AVAILABLE RECORDS:
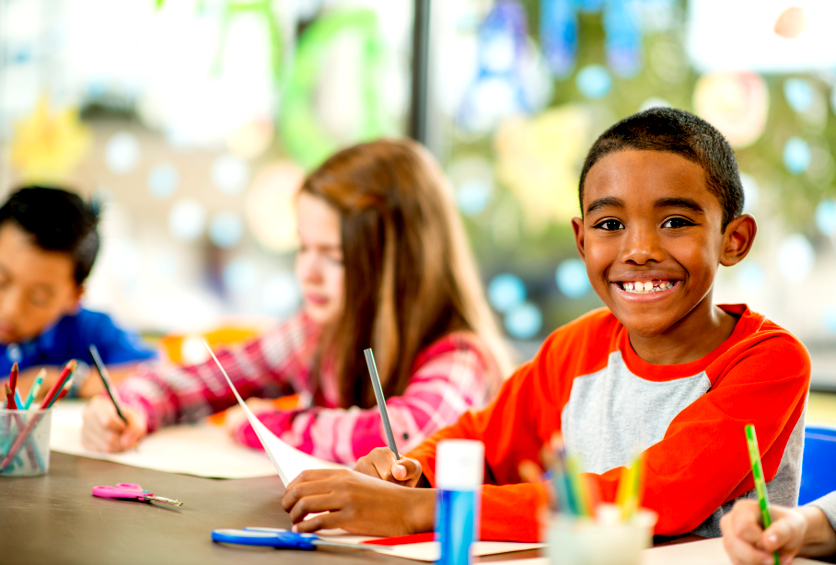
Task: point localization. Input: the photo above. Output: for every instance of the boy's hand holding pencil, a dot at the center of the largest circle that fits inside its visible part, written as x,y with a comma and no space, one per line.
105,431
382,464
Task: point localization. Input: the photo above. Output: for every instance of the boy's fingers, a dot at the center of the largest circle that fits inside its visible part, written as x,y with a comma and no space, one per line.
742,552
312,505
745,521
326,521
406,469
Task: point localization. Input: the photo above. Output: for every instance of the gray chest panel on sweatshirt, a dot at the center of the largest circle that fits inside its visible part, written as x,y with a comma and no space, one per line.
613,414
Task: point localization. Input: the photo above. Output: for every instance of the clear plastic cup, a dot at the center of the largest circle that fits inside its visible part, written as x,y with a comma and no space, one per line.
24,442
573,541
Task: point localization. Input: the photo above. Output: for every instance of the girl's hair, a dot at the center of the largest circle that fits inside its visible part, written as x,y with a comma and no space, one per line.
410,277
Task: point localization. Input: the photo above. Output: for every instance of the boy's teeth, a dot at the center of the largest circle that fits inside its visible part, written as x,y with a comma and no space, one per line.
645,287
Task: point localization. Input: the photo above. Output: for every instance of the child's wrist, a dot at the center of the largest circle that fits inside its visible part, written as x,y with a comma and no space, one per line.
819,533
420,515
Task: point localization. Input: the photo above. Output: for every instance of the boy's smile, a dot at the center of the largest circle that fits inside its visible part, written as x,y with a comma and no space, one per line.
652,239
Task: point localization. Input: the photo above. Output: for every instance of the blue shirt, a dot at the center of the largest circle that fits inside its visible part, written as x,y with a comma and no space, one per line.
70,338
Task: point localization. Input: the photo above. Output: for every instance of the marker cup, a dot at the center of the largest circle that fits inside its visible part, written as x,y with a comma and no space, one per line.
24,442
574,541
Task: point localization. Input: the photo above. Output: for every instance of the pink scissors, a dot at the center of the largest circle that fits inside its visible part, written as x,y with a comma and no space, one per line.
131,490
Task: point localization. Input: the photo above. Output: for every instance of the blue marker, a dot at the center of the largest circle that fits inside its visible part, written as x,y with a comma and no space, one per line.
460,467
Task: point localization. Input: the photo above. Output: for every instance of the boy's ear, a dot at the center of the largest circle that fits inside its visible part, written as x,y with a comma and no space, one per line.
76,299
577,226
738,239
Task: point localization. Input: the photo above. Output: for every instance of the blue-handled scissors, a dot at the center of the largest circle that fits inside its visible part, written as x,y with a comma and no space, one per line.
274,537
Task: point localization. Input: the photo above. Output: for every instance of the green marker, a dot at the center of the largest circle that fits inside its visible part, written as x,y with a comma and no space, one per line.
757,473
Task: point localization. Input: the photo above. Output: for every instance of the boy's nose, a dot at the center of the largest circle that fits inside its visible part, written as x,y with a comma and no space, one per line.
11,305
642,246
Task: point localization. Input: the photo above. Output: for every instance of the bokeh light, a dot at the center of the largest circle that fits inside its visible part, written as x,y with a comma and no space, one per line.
751,192
281,295
594,81
571,278
799,94
506,291
187,219
473,180
226,229
654,102
826,217
270,206
829,318
230,174
737,104
750,277
797,155
163,179
122,153
240,275
795,258
523,321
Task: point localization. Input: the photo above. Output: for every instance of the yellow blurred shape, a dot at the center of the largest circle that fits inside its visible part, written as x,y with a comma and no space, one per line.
46,146
539,160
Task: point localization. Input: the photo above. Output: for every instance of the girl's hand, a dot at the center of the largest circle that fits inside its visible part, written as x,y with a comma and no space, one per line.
381,464
104,430
357,503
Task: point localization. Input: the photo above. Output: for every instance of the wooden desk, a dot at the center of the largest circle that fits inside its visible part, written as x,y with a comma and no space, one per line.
55,519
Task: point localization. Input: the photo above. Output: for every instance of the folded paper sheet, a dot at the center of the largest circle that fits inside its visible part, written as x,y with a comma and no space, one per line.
211,452
705,552
287,460
430,551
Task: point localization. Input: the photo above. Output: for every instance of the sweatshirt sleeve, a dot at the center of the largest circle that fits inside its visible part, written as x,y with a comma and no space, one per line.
268,366
701,462
513,428
827,504
451,376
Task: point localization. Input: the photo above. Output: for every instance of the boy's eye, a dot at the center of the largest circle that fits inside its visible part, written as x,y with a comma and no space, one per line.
677,223
609,225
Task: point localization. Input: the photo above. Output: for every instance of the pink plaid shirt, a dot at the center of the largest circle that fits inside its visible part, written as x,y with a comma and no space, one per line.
451,376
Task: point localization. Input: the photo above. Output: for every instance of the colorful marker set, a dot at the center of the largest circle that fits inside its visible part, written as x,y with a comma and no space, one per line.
20,429
576,495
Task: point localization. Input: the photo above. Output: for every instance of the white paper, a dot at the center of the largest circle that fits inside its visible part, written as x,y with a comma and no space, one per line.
430,551
704,552
293,461
203,450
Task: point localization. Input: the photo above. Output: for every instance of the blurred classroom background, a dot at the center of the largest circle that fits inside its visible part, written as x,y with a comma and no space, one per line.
194,121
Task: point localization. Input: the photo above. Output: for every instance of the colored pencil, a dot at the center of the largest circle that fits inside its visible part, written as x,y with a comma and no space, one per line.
36,388
757,475
13,377
381,401
59,384
10,398
111,390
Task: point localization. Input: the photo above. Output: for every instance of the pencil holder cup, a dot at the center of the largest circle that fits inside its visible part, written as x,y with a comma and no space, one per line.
574,541
24,442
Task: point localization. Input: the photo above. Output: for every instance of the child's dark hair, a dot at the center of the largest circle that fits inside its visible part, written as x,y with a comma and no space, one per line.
57,220
679,132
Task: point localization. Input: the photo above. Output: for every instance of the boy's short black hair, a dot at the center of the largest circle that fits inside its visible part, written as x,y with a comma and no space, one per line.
684,134
58,220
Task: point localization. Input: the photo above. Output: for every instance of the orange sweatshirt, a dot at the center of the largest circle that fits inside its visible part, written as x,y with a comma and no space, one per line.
587,381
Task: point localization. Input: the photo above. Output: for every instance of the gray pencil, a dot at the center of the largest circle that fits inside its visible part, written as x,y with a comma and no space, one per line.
381,402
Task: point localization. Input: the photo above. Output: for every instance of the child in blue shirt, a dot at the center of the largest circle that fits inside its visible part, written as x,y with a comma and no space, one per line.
48,244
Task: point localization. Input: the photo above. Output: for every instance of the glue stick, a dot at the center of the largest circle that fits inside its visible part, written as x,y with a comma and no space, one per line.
459,473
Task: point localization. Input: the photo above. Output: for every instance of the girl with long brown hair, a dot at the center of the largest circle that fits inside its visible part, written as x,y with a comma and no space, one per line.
383,263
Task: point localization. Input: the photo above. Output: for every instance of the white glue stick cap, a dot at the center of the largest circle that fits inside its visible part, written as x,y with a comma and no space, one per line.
460,464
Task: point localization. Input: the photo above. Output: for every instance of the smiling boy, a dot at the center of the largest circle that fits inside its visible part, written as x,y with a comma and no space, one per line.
661,369
48,244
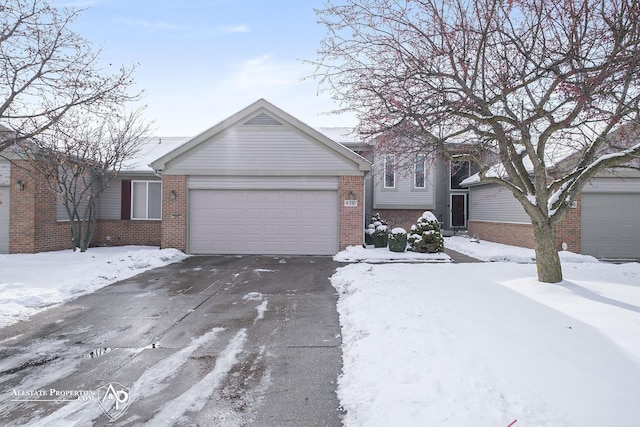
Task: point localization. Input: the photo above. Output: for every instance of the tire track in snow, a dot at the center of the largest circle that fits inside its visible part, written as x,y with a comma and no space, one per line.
195,398
148,384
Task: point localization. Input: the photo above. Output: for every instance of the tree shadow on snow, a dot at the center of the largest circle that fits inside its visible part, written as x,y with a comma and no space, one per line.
589,294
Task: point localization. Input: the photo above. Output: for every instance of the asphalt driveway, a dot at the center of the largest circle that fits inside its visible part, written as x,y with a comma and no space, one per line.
211,341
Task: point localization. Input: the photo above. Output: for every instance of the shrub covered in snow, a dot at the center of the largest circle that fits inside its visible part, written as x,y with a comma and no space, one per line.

WHAT YOU WILL DO:
Give back the whole listing as it stands, minus its pictures.

FULL RESPONSE:
Task: point localization. Input: the photo above. Output: for every instance of the boy's hand holding pencil, a dot at the center of the largest circle that fits inside its visible part, written as x,y with a comma and no space, one per line.
105,431
382,464
Task: point localization. Input: the photo above. Output: for every instance of the boy's fingers, a dot at the center of the largest circle that fits inside its visible part, written as x,y with a comma and no space, one per line.
742,552
312,505
745,521
326,521
406,469
Task: point localization. Input: the photo above. Output: for every instance of the gray chest panel on sweatshirt, a dot at the center of the largest circle that fits inside its visible part, written as x,y with a comma and no space, one per line.
613,414
Task: point localization. Input: the photo above. Output: for every instance of the clear plastic cup, a dot at the center of the largest circle that fits inside its visible part, written as x,y with a comma and no space, one per line.
24,442
573,541
Task: point localization. Input: the photo above. Output: for every instance of the girl's hair, a dot at the center of the largest circle that fits inside its visible part, written as x,y with a comma and no space, one per line.
410,277
Task: point localization. Input: the photo above. Output: for every instance of the boy's teeth, a dot at the center of the largest circle that fits inside its visible part, written as x,y with a comma and no space, one per line.
645,287
Task: point localization. Input: the photo above. Output: for every instance of the child's wrist, a dot at the center of the largest circle that fits inside its visible part, written as x,y with a comma and no space, one per line.
819,533
420,515
Task: point localization. Input: the photo above. Output: for every instance of the boy's smile, a dot at the center of the largest circle that fits inside its visible part, written as x,y with a comma and no space, one per line.
652,239
Task: point localization. Input: the photo above. Output: for every instance of the blue shirt, a dot at the center of the largest circle that fits inside its visible part, written as x,y with a comma and no space, one per line.
70,338
Task: point localization. Input: the photo above. Output: for every instance of the marker cup, a dot at the center of the largest circle that fits inside its visible part, written as x,y with a comma and no space, one per line.
24,442
574,541
Task: point localization. Input: the photo above. Output: for every instance of the pink scissors, a dot at the center of the largest circle that fits inside its visible part, written as x,y with a comma and no space, one per line.
131,490
Task: point localization. Input: the photo above. Output: for every instance of the blue marker, a dot at the center of the largest circle that fits inside its visible part, written as x,y with a comma and no space, one per line.
460,467
Task: point localization. Input: the photo above. Output: for every instance of the boy's ear, a dot at the center of the largest circle that fits inside its visible part, written as x,y with a comma and no space, one per line.
76,299
577,226
738,239
Task: point localization. Input: the photo above. Output: for every instance of the blue-handled scissors, a dot at the center of the largest circle that fits inside its visible part, written as x,y with a comma and no space, one per line.
274,537
Task: point localization. Input: the photo above. Output: for every instance of the green marker, a dot at the center of the largest circle that fits inside its visible part, written as x,y with a comma and no space, one per line.
757,473
Task: point localization. Input: the photo above. Output: for every instance of the boy's nose, a dot at the center of the largest circle that fits inside its visible part, written as x,y with a comma and no space, one per line.
11,305
642,246
Task: point localization. Input: the photo above. Output: for every instance of the bokeh light, a dot at the center of the largest circle that fits inside its visible part, written as x,y with a comma and no space, one per line.
751,192
281,295
594,81
571,278
799,94
506,291
187,219
473,180
226,229
654,102
826,217
270,206
829,318
230,174
737,104
750,277
797,155
163,179
122,153
240,275
795,258
523,321
Task: point localization. Input: the photo above. Output: for every instance of the yellow blurred shape, a dot at the center of the largest circle that fits inside its visible part, written as x,y with a comma and no space, one per line.
46,146
539,160
Task: point localization. Input: the photo above. Output: for every instance of the girl's hand, a dot at the center of the largest circle that fits inside its visible part, written as x,y with a comma and no space, one per line.
381,464
104,430
357,503
Task: point localization. Input: the photo above. Output: for every instance of the wooden desk, a dot at the center of the largest circle that fits inside its visible part, written as x,y with a comma and no space, one per line.
55,519
Task: point localization. Input: the photo above. Output: for every instance of the folded paper sheet, a dot at the center of the largest circle that fits inside its visible part, written as x,y with a comma and no space, one per line.
211,452
705,552
287,460
430,551
Task: point localization. Input: the photo above. Output: for every instance of the sweatshirt sleeve, a dot at the center of the largest circle that fits inside its visible part, written as x,y with a comma and no space, one per line.
268,366
701,462
513,428
827,504
451,376
Task: point localization. Input: the photo above. Output: for every instance of the boy's eye, a dot at the center of the largest circle that fits inside its visible part, written as x,y with a comma and no space, one per line.
677,223
609,225
Task: point localization. Input: the photo above. Output: for every instance of the pink plaid shirt, a dot at the center of the largest circle that fits inside its visible part, written as x,y with a comma and no space, one per line.
451,376
Task: point localization. Input: the photo above. Output: for every instance of the colorful marker set, a dot at the center of the largest circle that fits inside its visible part, written as x,y with a comma and no space, one per line.
20,429
576,495
Task: point localization. Input: the photo above. Output: for every instance of the white paper, a dot at the center of the largest circle that fits inside its visible part, written as x,y with a comma and no space, one per line.
430,551
704,552
293,461
203,450
Task: point localization. Input: the photo above. Output: for every instance of the blurred classroom background, a dot at the center of the largest circle that fits inside its visible part, written as x,y with a comma and no space, one per line.
194,121
Task: point localization. Input: the photo above. Output: for every instance of the colored pencil, a dot at the center of the largest circle that fits inside its visible part, written as x,y with a comma and no space, one per line.
36,388
757,475
13,377
381,401
59,384
10,398
111,390
Task: point localization. Input: the photo above. Output: for every instance of the pencil holder cup, a dot at the center of the largest circle that fits inside its visible part, written as x,y with a comma and no space, one per line.
574,541
24,442
Task: point localization. Input: the photo above. Output: for every instance of the child's dark hair, a dot at the center of the largest circle that fits inside its visible part, written as x,y with a comma and no space, one per line.
57,220
679,132
Task: point localization. Input: the photo above. Output: for every instance of the boy's short black hair, a dot at the center of the largest circle that fits inside its visible part, written as x,y with a comma and no space, one per line.
684,134
58,220
Task: point localization. Input: the photo above. Output: for every instance of the orange sweatshirt, a dot at the center of the largest circle that fits inside its visible part, written as x,y with a comma and no space, one per line.
587,381
Task: point localization. Input: the photo above. Output: for every instance of the gray pencil, a dot at the center of the largest circle that fits inside its visible part, written as x,y with a comma and no space, one per line.
381,402
Task: point localization. Input: the photo above. Output: for every instance of the child in blue shirt, a dot at the center of the largest circle that fits inside its visible part, written as x,y with a comma and no space, one per line.
48,244
Task: point localization. Input: the photo above. Output: for every instance of the glue stick, a dot at the center of the largest circle that fits inside its visible part, written as x,y with a comma and no space, one per line.
459,473
Task: point localization. Input: the photo above. Output: for every instance of the girl with long brown hair, a dot at the center of the largest circle that fits inside its visible part, written as x,y with a comma and no space, one per line.
383,263
Task: point localization. Input: the photo above. Output: for every instance of the white glue stick cap, a dot at the center of the largest circle that fits inside its visible part, written as x,y with a comma and no space, one per line.
460,464
Task: point localization. Input: the photo above. Output: for every instance of the smiling boy, a dot at the center of the largest circle that fits inside its visible part, written as x,y with a comma and no space, one per line.
661,369
48,244
Task: point localization. Input: the photo above. Output: for every instance of the tire track in snow, a dot at the center of the largest circle that fits inside its visible part, written as x,y with a comma and no space, one per line.
195,398
148,384
Task: point localization. Input: the photo above. Output: for every instance of the tree shadow on snow, a dot at the center of the largest circle that fits inside its visible part, written as x,y with a comma and no space, one per line.
589,294
Task: point localization. Input: the photo above. Output: for every instance of the asphalt driveway, a dot at the center of the largest circle that fits inside its visible part, written as x,y with a comma and no space, one per line.
211,341
Task: point localization. Input: the photo above. Output: for every instance of the shrub covered in snow, a dot at the center of the largest circle that fits inside its visible part, written as x,y with a comma and no space, one per line.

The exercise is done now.